Segment Open

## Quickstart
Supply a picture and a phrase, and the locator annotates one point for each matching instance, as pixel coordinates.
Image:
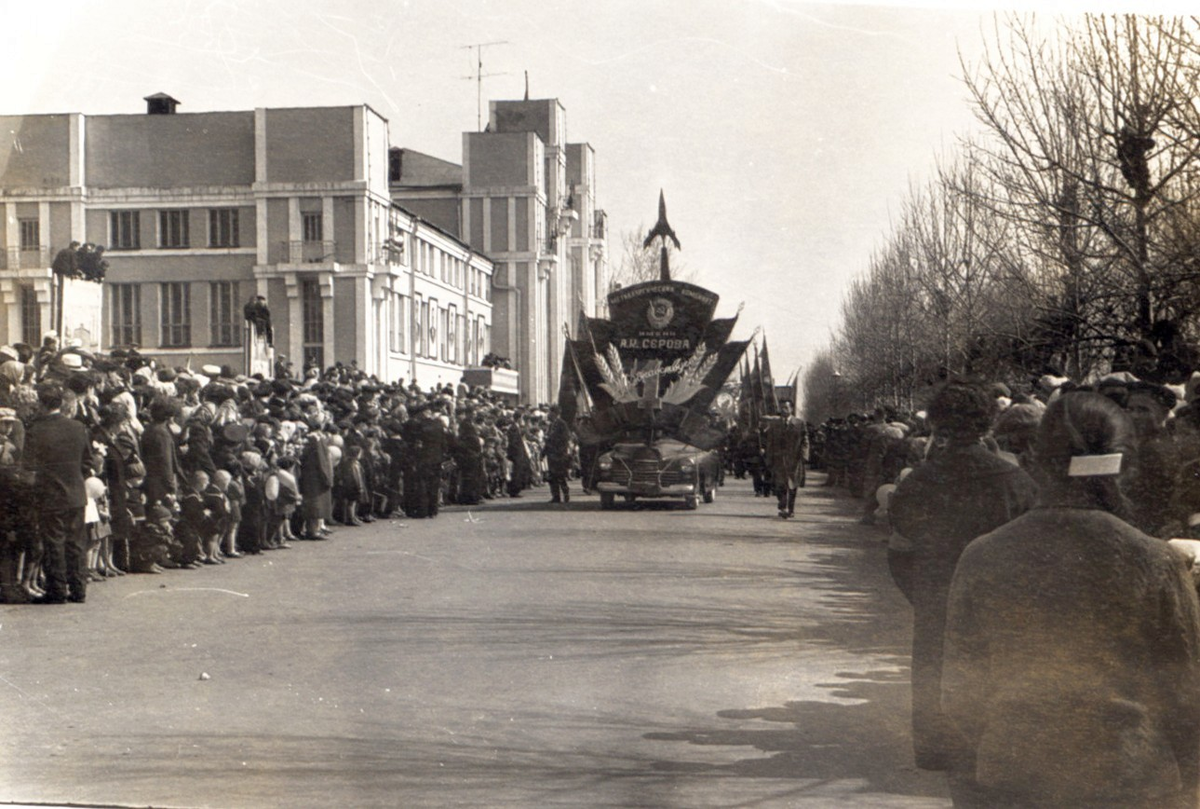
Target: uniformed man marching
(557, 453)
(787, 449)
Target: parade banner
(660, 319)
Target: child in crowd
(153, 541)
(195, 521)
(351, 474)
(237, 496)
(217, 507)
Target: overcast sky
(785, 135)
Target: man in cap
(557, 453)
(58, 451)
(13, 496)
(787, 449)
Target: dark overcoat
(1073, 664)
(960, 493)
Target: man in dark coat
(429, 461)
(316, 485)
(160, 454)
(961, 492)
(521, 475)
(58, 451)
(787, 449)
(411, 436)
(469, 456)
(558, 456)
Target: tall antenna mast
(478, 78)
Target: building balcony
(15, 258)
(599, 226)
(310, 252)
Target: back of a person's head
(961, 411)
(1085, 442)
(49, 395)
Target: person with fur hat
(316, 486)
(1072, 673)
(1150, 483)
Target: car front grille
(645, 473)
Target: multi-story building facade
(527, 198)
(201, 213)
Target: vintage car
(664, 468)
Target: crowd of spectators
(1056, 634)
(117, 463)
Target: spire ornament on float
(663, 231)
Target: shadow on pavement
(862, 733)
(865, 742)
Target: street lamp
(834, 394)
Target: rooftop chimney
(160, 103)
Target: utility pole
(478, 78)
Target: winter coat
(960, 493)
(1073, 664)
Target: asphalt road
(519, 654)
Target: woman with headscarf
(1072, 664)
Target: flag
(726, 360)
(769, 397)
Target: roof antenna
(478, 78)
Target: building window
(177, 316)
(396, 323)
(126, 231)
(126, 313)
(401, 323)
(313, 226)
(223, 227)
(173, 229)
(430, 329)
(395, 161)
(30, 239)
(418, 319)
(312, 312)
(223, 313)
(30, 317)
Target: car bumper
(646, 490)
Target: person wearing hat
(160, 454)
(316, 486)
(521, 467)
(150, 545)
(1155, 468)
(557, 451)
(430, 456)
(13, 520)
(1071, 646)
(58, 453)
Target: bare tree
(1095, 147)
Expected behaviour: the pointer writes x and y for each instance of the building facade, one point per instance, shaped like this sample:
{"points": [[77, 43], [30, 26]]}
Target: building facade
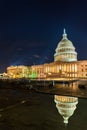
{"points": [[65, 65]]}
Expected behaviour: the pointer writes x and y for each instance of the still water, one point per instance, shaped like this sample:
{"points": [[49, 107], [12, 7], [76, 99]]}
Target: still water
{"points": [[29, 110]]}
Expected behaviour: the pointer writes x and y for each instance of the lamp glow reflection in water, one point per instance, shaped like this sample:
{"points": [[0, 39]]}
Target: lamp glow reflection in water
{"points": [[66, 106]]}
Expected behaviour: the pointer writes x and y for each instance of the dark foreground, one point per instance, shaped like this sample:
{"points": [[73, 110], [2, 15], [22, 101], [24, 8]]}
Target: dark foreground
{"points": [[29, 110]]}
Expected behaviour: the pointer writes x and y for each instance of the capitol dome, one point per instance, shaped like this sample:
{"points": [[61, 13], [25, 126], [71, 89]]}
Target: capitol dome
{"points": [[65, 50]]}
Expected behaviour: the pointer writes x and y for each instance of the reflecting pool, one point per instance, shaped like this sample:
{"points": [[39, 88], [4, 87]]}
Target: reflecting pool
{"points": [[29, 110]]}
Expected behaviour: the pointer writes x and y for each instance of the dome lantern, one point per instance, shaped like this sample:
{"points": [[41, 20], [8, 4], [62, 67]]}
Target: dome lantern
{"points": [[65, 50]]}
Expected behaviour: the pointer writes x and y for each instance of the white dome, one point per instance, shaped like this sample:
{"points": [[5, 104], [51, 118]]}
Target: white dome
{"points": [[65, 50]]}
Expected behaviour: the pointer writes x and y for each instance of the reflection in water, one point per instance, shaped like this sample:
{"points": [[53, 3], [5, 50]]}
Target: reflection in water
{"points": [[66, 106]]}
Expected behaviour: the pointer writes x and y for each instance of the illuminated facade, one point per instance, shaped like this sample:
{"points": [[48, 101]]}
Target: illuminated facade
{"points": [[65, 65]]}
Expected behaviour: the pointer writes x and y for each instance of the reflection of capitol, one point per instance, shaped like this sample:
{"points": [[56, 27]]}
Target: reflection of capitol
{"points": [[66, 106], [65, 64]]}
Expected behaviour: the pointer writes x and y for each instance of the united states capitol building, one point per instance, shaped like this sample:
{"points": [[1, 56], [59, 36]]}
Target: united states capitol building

Segment Closed

What is required:
Show the lines of the data that hold the word "states".

Result of this task:
Expected behaviour: the pointer writes x and y for each instance of the united states capitol building, one point per instance, shaped like this sample:
Target: united states capitol building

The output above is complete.